*Textblock:*
------------------------------------------------------------
Zweiter Bundestagsuntersuchungsausschuss zum NSU-Komplex, im Fokus diesmal die V‑Männer und der Verfassungsschutz
Vier Jahre nach dem Auffliegen des so genannten Nationalsozialistischen Untergrunds (NSU) sind längst nicht alle Fragen geklärt. Die Theorie einer abgeschotteten Dreier-Zelle scheint überholt, die Verzweigungen und Verstrickungen zwischen „Kerntrio“, den zahlreichen V‑Männern in ihrer Umgebung – es sollen bis zu 42 sein – und den Ermittlungsbehörden sind bisher weiter unklar und konnten auch von dem laufenden NSU-Prozess vor dem Oberlandesgericht in München nicht ausleuchtet werden. Hinzu kommt, dass der Verfassungsschutz und die Ermittlungsbehörden augenscheinlich so weiter machen wie zuvor und eine gesellschaftliche Debatte zum NSU derzeit durch heftige rassistische Proteste und nazistische Angriffe auf Flüchtlingsunterkünfte und Personen überschattet wird oder sowieso ausbleibt.
Am vergangenen Freitag, 16.10.2015, stellten alle Bundestagsfraktionen, vertreten durch Petra Pau (Die LINKE), Clemens Binninger (CDU/CSU), Dr. Eva Högl (SPD) und Irene Mihalic (Bündnis 90/Die GRÜNEN), den neue, zweiten Parlamentarischen Untersuchungsausschuss (PUA) des Bundestages zum NSU-Komplex vor. Nach unzähligen Anfragen v.a. der LINKEN-Bundestagsfraktion zum Themenkomplex NSU und speziell zu Verstrickungen der Ermittlungsbehörden sei die Zeit für einen weiteren Bundestags-PUA gekommen, der Innenausschuss alleine reiche nicht mehr aus, um alle Fragezeichen zu klären, erklärte der CDU-Obmann des ersten NSU-PUA, Clemens Binninger.
------------------------------------------------------------
*Gesammeltes Material:*
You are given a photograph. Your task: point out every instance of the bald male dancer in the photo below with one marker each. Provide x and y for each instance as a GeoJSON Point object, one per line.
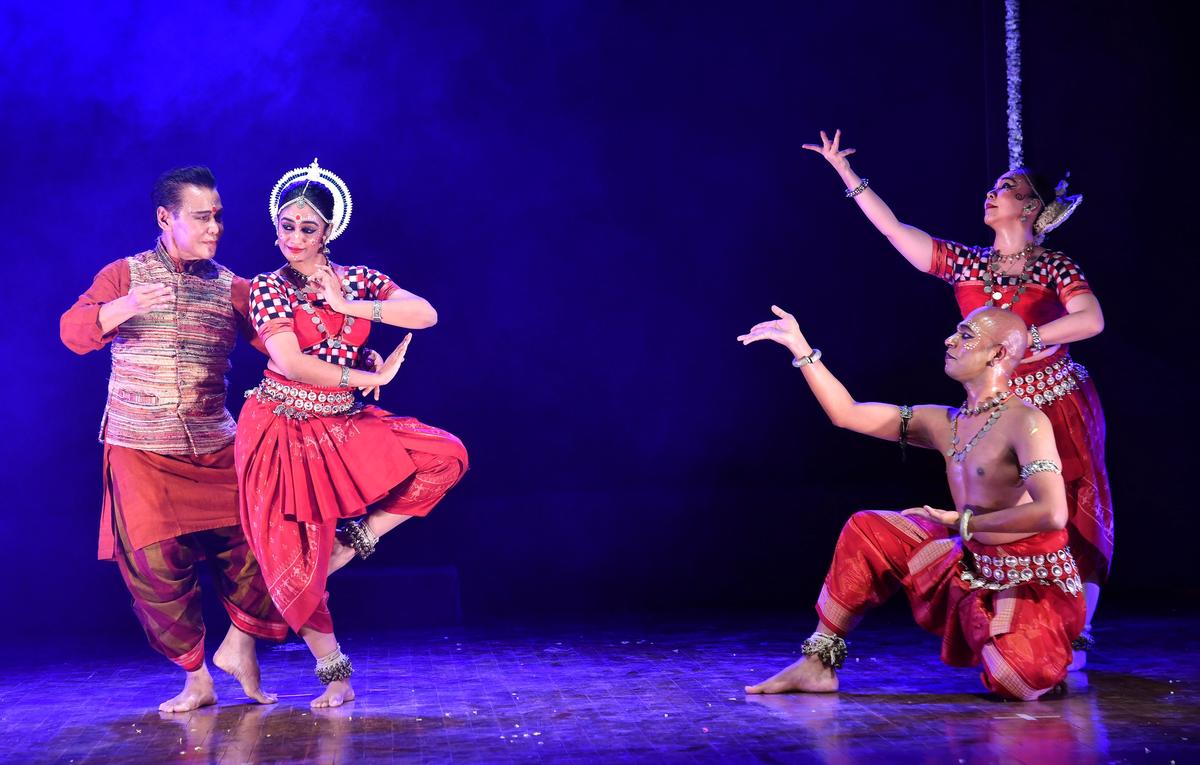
------------------------------------------------------------
*Zu bearbeitende Aufgaben:*
1. Zähle alle Personen auf, die im Textblock zum NSU-Untersuchungsausschuss als Vertreterinnen und Vertreter der Bundestagsfraktionen bei dessen Vorstellung genannt werden. Gib zu jeder Person die Fraktion an.
2. Wie viele V‑Männer sollen sich laut dem Textblock zum NSU-Untersuchungsausschuss im Umfeld des „Kerntrios“ befunden haben?
3. Führe den Textblock zum NSU-Untersuchungsausschuss im Anschluss an seinen letzten Satz weiter.

*Antworten je Aufgabe:*
1. Petra Pau (Die LINKE), Clemens Binninger (CDU/CSU), Dr. Eva Högl (SPD), Irene Mihalic (Bündnis 90/Die GRÜNEN)

2. Bis zu 42.

3.
Es solle versucht werden, die offenen Fragen und Zweifel, die auch nach 7 PUAs in den Ländern (Thüringen I + II, Sachsen I + II, Hessen, Baden Württemberg und Nordrhein-Westfalen) sowie dem ersten PUA auf Bundesebene sowie dem NSU-Prozess in München und unzähligen investigativen Zeitungsartikeln immer noch bestehen, auszuräumen. Im Fokus stehen nicht die strafrechtlichen und ermittlungstechnischen Details der mindestens achtundzwanzig schweren Verbrechen (bekannt geworden sind: 10 Morde, 3 Bombenanschläge und 15 Bank- und Raubüberfälle) des NSU, sondern die Verstrickung der Sicherheitsbehörden. Das „Desaster des totalen Staatsversagens“ solle weiter aufgeklärt werden, forderte Bundestagsvizepräsidentin Petra Pau (Die LINKE), Obfrau der LINKEN im ersten Ausschuss.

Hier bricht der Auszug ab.